* _Excerpt to read_
[ELF] Better resemble GNU ld when placing orphan sections into memory regions

An orphan section should be placed in the same memory region as its
anchor section if the latter specifies the memory region explicitly.
If there is no explicit assignment for the anchor section in the linker
script, its memory region is selected by matching attributes, and the
same should be done for the orphan section.

Before the patch, some scripts that were handled smoothly in GNU ld
caused an "error: no memory region specified for section" in lld.

Differential Revision: https://reviews.llvm.org/D112925

GitOrigin-RevId: d2dd36bbbe508ba97ab0adc5a834306f6fdc3a78
diff --git a/ELF/LinkerScript.cpp b/ELF/LinkerScript.cpp
index 189a703..1810d8a 100644
--- a/ELF/LinkerScript.cpp
+++ b/ELF/LinkerScript.cpp
@@ -882,34 +882,41 @@
 
 // This function searches for a memory region to place the given output
 // section in. If found, a pointer to the appropriate memory region is
-// returned. Otherwise, a nullptr is returned.
-MemoryRegion *LinkerScript::findMemoryRegion(OutputSection *sec) {
+// returned in the first member of the pair. Otherwise, a nullptr is returned.
+// The second member of the pair is a hint that should be passed to the
+// subsequent call of this method.
+std::pair<MemoryRegion *, MemoryRegion *>
+LinkerScript::findMemoryRegion(OutputSection *sec, MemoryRegion *hint) {
   // If a memory region name was specified in the output section command,
   // then try to find that region first.

* _Data section_
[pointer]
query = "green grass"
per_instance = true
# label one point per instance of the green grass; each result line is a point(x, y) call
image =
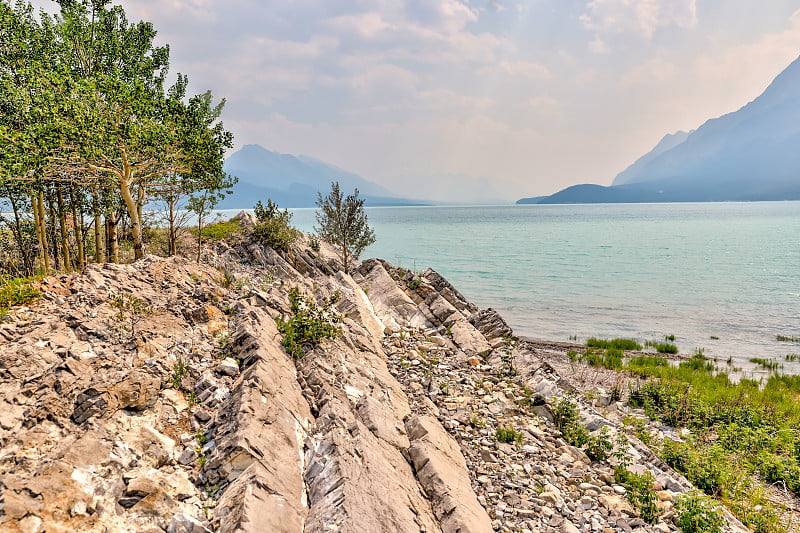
point(619, 344)
point(766, 364)
point(743, 434)
point(16, 291)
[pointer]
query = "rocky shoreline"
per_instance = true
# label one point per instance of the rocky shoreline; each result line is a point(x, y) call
point(157, 396)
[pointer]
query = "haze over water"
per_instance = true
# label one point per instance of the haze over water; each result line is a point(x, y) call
point(729, 270)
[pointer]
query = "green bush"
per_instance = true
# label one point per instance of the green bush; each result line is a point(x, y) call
point(508, 435)
point(308, 325)
point(16, 291)
point(598, 447)
point(665, 347)
point(620, 344)
point(567, 420)
point(640, 492)
point(219, 230)
point(697, 514)
point(274, 227)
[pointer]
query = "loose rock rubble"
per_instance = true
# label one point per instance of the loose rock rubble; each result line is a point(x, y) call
point(147, 397)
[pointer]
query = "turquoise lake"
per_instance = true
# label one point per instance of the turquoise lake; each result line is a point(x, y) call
point(728, 270)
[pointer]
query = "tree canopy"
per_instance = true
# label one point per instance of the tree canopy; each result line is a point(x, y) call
point(90, 127)
point(342, 221)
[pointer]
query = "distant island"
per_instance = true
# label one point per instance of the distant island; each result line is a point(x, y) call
point(752, 154)
point(294, 181)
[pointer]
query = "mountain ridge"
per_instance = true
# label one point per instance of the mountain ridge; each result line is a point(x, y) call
point(295, 181)
point(747, 155)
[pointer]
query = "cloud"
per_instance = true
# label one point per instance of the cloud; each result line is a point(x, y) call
point(640, 18)
point(526, 69)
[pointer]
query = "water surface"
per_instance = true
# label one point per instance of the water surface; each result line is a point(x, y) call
point(728, 270)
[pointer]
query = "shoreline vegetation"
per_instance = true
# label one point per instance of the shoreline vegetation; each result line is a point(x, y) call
point(737, 442)
point(134, 140)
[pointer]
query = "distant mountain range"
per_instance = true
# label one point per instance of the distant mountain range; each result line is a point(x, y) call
point(294, 181)
point(748, 155)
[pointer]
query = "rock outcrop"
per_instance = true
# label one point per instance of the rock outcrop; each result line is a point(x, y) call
point(148, 397)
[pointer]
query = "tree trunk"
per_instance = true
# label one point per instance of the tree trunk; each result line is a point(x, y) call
point(133, 213)
point(24, 254)
point(171, 237)
point(99, 254)
point(62, 222)
point(112, 242)
point(37, 202)
point(199, 232)
point(52, 237)
point(77, 220)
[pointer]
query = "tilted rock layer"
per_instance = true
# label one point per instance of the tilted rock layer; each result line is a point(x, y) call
point(148, 397)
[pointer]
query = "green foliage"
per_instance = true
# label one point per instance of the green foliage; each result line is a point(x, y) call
point(611, 358)
point(342, 221)
point(220, 231)
point(639, 491)
point(508, 435)
point(745, 432)
point(619, 344)
point(274, 227)
point(179, 371)
point(697, 514)
point(567, 420)
point(16, 291)
point(91, 126)
point(663, 347)
point(308, 325)
point(598, 447)
point(766, 364)
point(477, 422)
point(313, 243)
point(130, 310)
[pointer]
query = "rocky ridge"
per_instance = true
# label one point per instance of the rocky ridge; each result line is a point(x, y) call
point(158, 396)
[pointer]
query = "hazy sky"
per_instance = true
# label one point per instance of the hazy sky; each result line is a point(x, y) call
point(475, 99)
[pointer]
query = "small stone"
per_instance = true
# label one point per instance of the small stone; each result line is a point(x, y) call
point(78, 509)
point(183, 523)
point(30, 524)
point(569, 527)
point(202, 415)
point(227, 367)
point(188, 456)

* _Problem statement_
According to the commit message, what error did lld produce before the patch for some scripts that GNU ld handled smoothly? The rows above are separate material from the commit message.

* _Task output_
"error: no memory region specified for section"